-- PROVIDED TEXT --
_____

And did you know there was a king called Pap, whose hometown was called Khakh? It makes Elizabeth and Windsor sound very tame.

Thursday, November 11, 2010

Porcelain Unicorn

My thanks to Angit for drawing my attention to THIS. Watch it and give your faith in human nature a boost.

Monday, November 08, 2010

Where's my waxy?

My guelder rose is a mass of translucent berrries again. The last time this happened, I waited for the Waxwing invasion. I checked every morning, until one morning the berries had disappeared. What ate them, I do not know. This looks like being another Waxwing winter, so I am keeping an eye on the guelder rose berries again.
But whatever happens, I doubt if I shall have an experience like the following:
Taken on Fair Isle a day or two ago. Lucky beggars!

_____

-- SUPPLIED INFORMATION --
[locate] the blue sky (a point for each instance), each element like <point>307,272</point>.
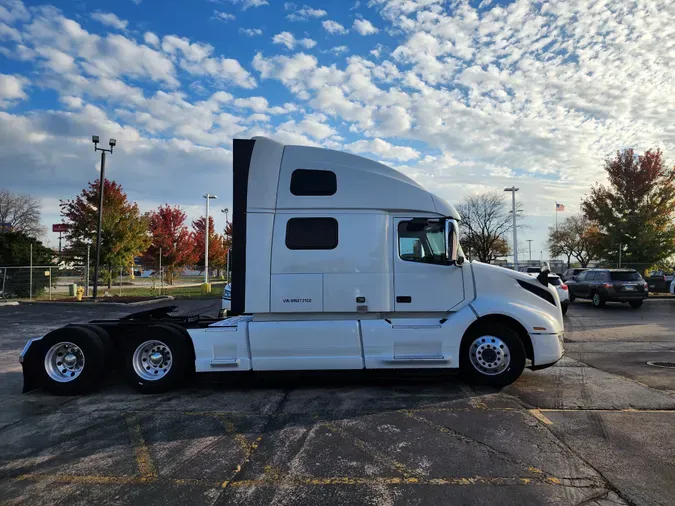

_____

-- JOB --
Copy out the whole blog excerpt above, word for word, from the line about a king called Pap through "Lucky beggars!"

-- TASK RESULT --
And did you know there was a king called Pap, whose hometown was called Khakh? It makes Elizabeth and Windsor sound very tame.

Thursday, November 11, 2010

Porcelain Unicorn

My thanks to Angit for drawing my attention to THIS. Watch it and give your faith in human nature a boost.

Monday, November 08, 2010

Where's my waxy?

My guelder rose is a mass of translucent berrries again. The last time this happened, I waited for the Waxwing invasion. I checked every morning, until one morning the berries had disappeared. What ate them, I do not know. This looks like being another Waxwing winter, so I am keeping an eye on the guelder rose berries again.
But whatever happens, I doubt if I shall have an experience like the following:
Taken on Fair Isle a day or two ago. Lucky beggars!